▶ Extracted text
In this non-telling, I’m hoping something about my spirit will fall through the cracks, perhaps even bounce off of a veneer or two, and reach you. If I describe to you how my name circulates through the world and how I try to attach myself to it maybe I will succeed in expressing not the substance of my experiences but their textures and moods. I am writing in this coy way in order to feel for the borders of myself, to test what I can say before this writing about myself makes me want to disappear.
I’m writing about my name because I want to ask how do we choose what we’ve been given? How do we carry it?
I can tell you the story of how my name travels the world with and without me. My name accomplishes so much. She wins awards for poetry, teaches workshops, hosts a reading series, edits a special issue of a magazine, goes on book tours through North America. Always she comes back to me after these outings and lays her latest conquest at my feet. I look at the scene: a bedraggled tabby who caught a half-dead mouse. Her eyes shine. Look at what I got you! Look at what I got us! I scoop up the carcass with a spade and fling it into the bushes. I scratch her chin. Oh, it was such a good gift, kitten, but this half-dead mouse won’t feed us. Neither will that bird’s wing, nor that moth you caught last week.

▶ Data extract
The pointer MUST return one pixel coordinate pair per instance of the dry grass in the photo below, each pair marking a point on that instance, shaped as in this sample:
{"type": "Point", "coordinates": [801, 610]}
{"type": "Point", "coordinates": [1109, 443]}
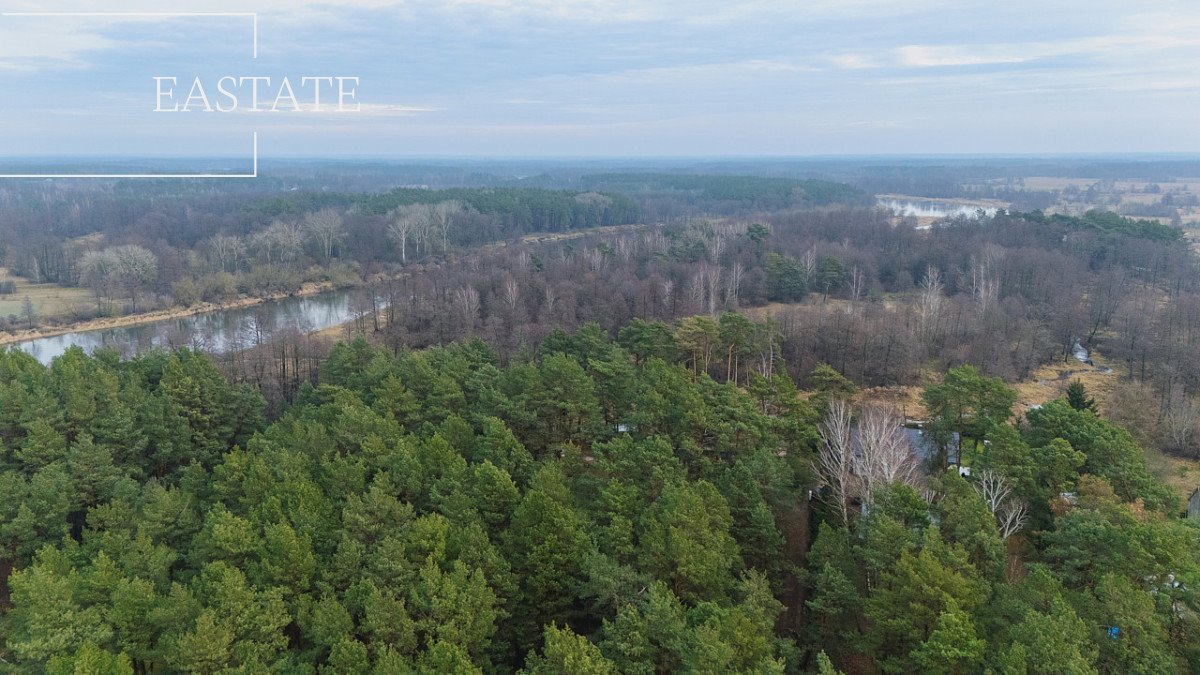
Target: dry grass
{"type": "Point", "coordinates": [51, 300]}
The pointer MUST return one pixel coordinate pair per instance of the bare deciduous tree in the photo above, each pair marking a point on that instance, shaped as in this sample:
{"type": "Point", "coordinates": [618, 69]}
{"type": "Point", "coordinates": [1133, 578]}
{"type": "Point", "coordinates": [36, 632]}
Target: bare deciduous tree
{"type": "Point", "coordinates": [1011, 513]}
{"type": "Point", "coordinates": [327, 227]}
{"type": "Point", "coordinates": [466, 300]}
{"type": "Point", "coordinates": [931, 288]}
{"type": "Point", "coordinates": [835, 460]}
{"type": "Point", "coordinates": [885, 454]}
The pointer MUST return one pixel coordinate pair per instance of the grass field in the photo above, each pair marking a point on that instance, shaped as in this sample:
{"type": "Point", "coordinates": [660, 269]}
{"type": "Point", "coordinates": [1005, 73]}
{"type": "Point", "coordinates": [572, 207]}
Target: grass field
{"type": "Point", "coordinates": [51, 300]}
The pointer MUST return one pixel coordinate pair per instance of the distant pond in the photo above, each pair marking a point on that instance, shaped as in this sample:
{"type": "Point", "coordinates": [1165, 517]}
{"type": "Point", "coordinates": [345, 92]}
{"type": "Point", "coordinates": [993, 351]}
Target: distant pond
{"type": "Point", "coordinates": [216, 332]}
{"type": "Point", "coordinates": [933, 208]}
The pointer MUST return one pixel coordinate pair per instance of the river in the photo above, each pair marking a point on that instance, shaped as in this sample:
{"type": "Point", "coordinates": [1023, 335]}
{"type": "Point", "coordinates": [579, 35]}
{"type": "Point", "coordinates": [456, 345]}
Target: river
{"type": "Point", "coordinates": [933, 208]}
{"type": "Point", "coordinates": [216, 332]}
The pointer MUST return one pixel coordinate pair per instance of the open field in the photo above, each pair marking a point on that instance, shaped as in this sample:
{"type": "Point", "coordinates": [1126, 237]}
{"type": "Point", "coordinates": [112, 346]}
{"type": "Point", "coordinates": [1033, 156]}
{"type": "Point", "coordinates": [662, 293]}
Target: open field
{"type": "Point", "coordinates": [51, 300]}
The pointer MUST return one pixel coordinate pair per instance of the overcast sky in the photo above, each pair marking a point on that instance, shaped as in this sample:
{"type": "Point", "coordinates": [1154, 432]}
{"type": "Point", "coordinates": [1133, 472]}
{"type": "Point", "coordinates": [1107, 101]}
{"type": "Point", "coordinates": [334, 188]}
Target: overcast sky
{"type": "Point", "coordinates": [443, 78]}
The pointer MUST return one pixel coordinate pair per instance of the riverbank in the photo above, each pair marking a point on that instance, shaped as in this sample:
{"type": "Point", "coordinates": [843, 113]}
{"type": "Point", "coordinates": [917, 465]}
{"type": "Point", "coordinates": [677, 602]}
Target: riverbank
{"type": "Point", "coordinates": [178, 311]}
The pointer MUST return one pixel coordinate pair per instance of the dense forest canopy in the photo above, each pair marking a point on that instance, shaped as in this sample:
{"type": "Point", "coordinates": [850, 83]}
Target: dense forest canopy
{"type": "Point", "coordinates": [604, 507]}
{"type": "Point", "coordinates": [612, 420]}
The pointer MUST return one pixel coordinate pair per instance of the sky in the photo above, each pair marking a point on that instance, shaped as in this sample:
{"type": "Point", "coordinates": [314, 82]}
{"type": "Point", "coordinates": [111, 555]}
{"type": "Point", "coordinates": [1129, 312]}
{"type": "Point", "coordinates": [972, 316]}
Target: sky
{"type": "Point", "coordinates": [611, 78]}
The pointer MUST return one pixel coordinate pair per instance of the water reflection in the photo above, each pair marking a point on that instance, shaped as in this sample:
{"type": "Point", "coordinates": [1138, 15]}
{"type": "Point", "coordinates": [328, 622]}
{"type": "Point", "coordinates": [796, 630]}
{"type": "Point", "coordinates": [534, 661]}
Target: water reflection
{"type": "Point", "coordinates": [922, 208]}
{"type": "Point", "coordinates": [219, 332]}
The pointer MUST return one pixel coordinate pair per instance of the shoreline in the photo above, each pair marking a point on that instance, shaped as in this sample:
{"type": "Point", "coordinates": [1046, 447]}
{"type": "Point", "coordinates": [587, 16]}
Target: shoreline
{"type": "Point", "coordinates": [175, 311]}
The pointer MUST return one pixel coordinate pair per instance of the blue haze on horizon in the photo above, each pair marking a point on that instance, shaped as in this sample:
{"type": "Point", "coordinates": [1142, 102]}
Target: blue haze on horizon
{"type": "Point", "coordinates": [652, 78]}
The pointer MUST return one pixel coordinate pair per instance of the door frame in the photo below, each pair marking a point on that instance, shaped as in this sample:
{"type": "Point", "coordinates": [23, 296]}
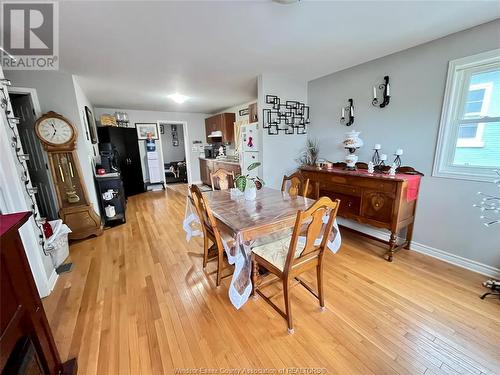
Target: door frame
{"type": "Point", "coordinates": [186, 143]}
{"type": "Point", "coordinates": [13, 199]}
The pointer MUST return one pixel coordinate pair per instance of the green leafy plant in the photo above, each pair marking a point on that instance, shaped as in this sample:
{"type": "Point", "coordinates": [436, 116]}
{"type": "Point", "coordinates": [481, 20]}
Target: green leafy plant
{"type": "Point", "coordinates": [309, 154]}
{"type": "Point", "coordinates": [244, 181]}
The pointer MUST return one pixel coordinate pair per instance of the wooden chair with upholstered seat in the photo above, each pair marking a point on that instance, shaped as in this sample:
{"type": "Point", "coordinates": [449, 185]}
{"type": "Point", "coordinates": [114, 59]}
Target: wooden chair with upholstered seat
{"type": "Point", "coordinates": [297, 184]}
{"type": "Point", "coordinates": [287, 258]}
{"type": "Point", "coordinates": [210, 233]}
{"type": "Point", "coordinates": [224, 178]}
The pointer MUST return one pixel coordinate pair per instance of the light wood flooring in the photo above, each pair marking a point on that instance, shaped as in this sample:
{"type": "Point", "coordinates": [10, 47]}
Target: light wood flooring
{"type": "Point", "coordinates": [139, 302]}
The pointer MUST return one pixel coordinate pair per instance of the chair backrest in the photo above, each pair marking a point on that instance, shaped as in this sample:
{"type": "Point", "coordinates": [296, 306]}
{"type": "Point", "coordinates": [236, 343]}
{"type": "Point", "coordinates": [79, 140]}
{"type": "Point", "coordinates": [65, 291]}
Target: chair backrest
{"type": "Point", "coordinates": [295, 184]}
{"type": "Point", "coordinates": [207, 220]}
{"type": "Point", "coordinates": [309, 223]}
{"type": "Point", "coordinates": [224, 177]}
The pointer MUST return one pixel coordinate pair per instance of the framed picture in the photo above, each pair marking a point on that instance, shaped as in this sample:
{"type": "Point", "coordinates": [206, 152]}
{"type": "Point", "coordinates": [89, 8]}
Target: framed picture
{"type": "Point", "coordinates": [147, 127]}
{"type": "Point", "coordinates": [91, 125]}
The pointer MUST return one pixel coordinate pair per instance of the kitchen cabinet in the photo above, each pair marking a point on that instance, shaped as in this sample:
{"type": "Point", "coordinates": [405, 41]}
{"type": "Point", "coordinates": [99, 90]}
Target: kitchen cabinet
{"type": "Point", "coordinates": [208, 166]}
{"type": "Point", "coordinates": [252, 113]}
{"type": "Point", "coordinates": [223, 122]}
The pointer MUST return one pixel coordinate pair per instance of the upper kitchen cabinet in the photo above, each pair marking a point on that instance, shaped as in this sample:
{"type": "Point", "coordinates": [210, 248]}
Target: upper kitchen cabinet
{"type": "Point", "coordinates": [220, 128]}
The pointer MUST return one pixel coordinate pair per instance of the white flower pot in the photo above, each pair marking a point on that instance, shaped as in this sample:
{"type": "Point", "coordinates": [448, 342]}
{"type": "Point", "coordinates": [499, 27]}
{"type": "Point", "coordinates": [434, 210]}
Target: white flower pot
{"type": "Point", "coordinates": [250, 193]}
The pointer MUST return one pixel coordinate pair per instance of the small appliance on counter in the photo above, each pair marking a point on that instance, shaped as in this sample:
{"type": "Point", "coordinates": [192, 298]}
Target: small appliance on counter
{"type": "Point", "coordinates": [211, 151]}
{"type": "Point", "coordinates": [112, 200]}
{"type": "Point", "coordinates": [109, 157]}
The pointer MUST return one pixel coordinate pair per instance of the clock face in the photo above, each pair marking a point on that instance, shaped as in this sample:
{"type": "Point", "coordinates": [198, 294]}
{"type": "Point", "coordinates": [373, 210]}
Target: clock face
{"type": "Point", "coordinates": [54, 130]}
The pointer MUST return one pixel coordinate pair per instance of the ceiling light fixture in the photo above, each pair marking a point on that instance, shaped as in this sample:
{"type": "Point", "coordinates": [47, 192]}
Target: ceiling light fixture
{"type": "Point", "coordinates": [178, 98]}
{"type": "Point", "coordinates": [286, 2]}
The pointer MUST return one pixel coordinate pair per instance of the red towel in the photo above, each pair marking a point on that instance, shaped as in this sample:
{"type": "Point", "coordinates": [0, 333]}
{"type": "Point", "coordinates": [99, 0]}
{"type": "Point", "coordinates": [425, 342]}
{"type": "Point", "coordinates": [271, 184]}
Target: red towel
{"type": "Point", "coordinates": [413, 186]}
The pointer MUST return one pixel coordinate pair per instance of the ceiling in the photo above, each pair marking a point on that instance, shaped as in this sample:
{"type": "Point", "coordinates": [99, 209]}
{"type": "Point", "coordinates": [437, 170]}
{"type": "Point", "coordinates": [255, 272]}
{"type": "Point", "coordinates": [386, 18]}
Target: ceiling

▶ About this task
Print the whole passage about how the writer's name travels the world, word for word. The material comes from a separate source.

▶ Answer to this exercise
In this non-telling, I’m hoping something about my spirit will fall through the cracks, perhaps even bounce off of a veneer or two, and reach you. If I describe to you how my name circulates through the world and how I try to attach myself to it maybe I will succeed in expressing not the substance of my experiences but their textures and moods. I am writing in this coy way in order to feel for the borders of myself, to test what I can say before this writing about myself makes me want to disappear.
I’m writing about my name because I want to ask how do we choose what we’ve been given? How do we carry it?
I can tell you the story of how my name travels the world with and without me. My name accomplishes so much. She wins awards for poetry, teaches workshops, hosts a reading series, edits a special issue of a magazine, goes on book tours through North America. Always she comes back to me after these outings and lays her latest conquest at my feet. I look at the scene: a bedraggled tabby who caught a half-dead mouse. Her eyes shine. Look at what I got you! Look at what I got us! I scoop up the carcass with a spade and fling it into the bushes. I scratch her chin. Oh, it was such a good gift, kitten, but this half-dead mouse won’t feed us. Neither will that bird’s wing, nor that moth you caught last week.